(Dataset items)
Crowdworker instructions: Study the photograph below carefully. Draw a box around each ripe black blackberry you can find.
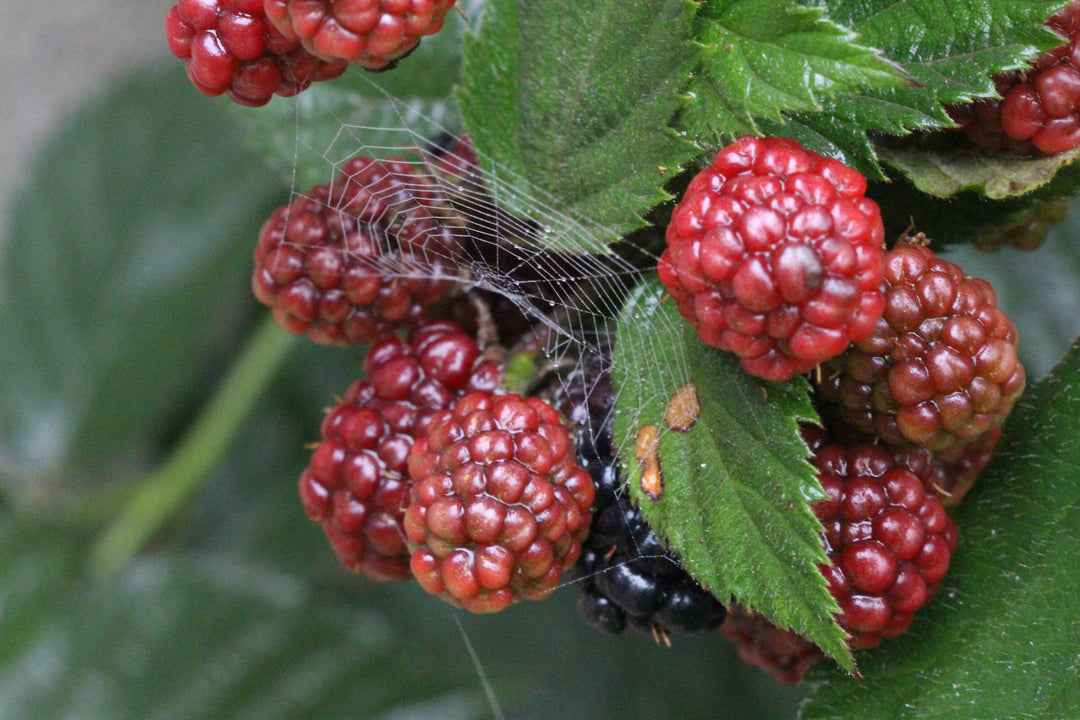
[554,358,725,640]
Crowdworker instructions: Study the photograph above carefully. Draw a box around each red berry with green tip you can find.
[947,2,1080,155]
[299,322,501,580]
[252,158,461,345]
[405,392,595,613]
[165,0,347,107]
[805,427,957,648]
[266,0,455,71]
[819,242,1025,450]
[658,136,885,381]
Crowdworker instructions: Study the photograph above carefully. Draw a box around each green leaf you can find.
[228,0,486,192]
[802,338,1080,720]
[769,0,1064,178]
[0,518,487,720]
[0,63,282,488]
[683,0,908,145]
[613,274,852,670]
[458,0,697,252]
[878,139,1080,200]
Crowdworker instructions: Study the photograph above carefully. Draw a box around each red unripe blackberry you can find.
[299,322,501,580]
[806,429,957,648]
[947,2,1080,155]
[266,0,455,71]
[720,602,825,684]
[405,392,595,613]
[658,136,885,381]
[252,158,461,345]
[165,0,348,107]
[819,242,1025,450]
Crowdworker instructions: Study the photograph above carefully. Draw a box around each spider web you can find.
[270,74,690,492]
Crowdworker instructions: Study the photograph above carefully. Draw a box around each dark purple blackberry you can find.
[554,358,726,641]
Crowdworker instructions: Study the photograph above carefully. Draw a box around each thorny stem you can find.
[90,316,295,575]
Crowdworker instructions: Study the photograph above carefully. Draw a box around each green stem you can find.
[90,316,295,575]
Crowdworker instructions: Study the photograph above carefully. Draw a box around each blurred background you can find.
[0,0,1080,720]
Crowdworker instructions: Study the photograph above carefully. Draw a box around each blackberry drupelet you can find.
[554,358,725,640]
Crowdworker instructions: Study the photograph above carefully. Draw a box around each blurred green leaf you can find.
[802,334,1080,720]
[458,0,698,252]
[766,0,1065,178]
[0,63,281,490]
[878,145,1080,200]
[0,518,487,720]
[612,280,852,669]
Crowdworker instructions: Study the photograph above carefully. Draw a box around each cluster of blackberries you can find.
[639,137,1025,681]
[554,356,726,642]
[165,0,455,106]
[947,2,1080,155]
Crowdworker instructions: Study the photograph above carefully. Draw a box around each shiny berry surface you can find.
[299,322,501,580]
[805,427,957,648]
[252,158,461,345]
[658,136,885,381]
[554,358,726,641]
[266,0,455,71]
[948,2,1080,155]
[404,392,595,613]
[165,0,347,107]
[820,243,1026,450]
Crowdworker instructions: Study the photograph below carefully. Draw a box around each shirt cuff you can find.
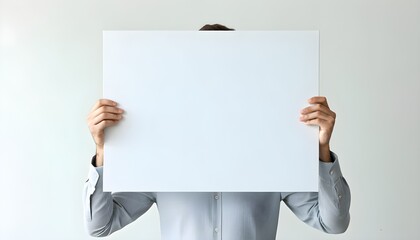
[319,152,343,184]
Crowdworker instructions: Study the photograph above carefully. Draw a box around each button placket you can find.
[212,193,222,240]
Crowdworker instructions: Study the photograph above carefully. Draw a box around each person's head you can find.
[199,24,235,31]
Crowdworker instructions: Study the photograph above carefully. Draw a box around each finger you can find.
[308,96,329,108]
[300,111,334,121]
[92,113,122,125]
[97,120,118,131]
[303,118,327,128]
[300,104,335,117]
[91,98,117,112]
[89,106,124,118]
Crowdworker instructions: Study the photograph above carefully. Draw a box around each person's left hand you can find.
[300,96,336,162]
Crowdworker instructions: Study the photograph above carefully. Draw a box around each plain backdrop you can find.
[0,0,420,240]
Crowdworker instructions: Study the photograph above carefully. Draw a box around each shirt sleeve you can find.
[282,152,351,233]
[83,156,156,237]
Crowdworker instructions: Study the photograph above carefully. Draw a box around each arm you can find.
[282,153,351,233]
[282,96,350,233]
[83,99,155,237]
[83,157,155,237]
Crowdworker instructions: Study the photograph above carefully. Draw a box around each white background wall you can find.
[0,0,420,240]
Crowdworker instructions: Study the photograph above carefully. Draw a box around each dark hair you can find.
[199,24,235,31]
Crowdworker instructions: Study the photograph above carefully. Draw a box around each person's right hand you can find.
[87,99,124,167]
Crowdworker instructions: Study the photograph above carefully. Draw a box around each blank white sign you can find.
[103,31,319,192]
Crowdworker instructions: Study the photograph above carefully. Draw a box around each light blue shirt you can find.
[83,153,350,240]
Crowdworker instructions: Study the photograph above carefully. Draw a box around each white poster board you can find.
[103,31,319,192]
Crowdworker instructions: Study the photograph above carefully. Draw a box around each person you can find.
[83,24,350,240]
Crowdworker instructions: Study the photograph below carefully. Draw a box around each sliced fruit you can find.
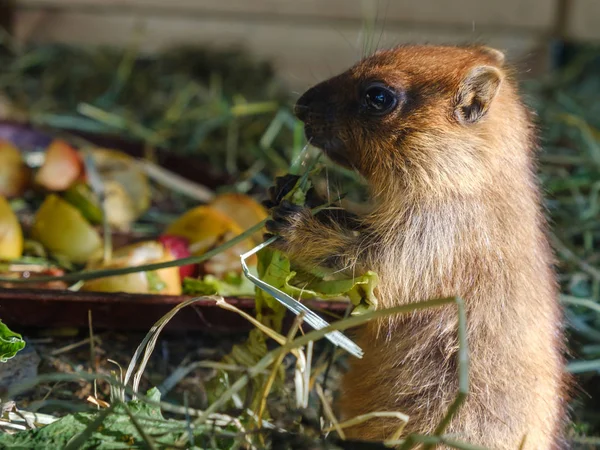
[210,193,268,243]
[104,180,139,231]
[165,206,256,276]
[31,194,102,263]
[92,148,151,218]
[0,195,23,260]
[0,139,31,198]
[81,241,181,295]
[35,139,83,191]
[64,182,102,224]
[158,234,197,280]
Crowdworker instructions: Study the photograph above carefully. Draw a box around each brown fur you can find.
[270,46,565,449]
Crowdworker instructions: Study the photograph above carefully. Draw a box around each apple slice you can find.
[165,206,256,276]
[81,241,181,295]
[210,193,268,243]
[31,194,102,263]
[35,139,83,191]
[0,195,23,260]
[0,139,31,198]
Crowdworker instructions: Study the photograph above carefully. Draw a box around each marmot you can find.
[267,45,567,450]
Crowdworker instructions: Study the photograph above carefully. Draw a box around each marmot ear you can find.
[454,66,502,124]
[479,45,506,66]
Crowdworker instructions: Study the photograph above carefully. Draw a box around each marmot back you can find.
[269,46,565,449]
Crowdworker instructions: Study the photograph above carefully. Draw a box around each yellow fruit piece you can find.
[210,193,268,243]
[165,206,256,276]
[0,139,30,198]
[31,194,102,263]
[92,148,151,220]
[35,139,83,191]
[81,241,181,295]
[0,196,23,260]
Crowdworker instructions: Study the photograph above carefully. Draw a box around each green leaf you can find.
[0,320,25,362]
[183,272,254,297]
[256,247,379,323]
[0,388,237,450]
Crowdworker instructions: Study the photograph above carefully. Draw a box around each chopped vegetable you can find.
[0,320,25,362]
[31,194,102,263]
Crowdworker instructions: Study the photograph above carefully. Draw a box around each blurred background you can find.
[2,0,600,89]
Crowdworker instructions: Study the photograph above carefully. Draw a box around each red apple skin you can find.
[158,234,198,281]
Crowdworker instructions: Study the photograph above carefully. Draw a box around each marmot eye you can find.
[364,84,398,116]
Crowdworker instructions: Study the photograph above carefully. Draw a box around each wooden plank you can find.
[15,10,540,89]
[567,0,600,41]
[18,0,560,30]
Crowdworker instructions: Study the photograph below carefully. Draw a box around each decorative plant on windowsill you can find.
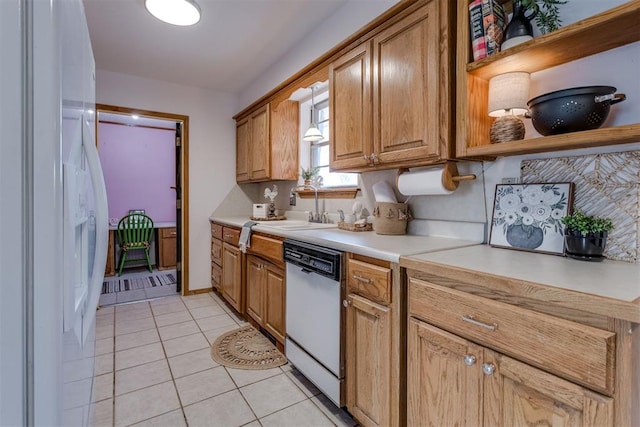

* Set task *
Show each line of the records that contains the word "below".

* Answer to the problem *
Crowdworker instructions: Study the photograph below carefully. Draw a box around each ripe black blackberry you can find.
Crowdworker instructions: Study the photograph below carefully. Draw a box around each shirt cuff you can find.
Crowdworker instructions: Study the photograph below carefully. Draw a box around each sliced fruit you can find.
Crowdworker instructions: Study the photograph below carefully. Draw a box around each decorative plant on windowsill you can find.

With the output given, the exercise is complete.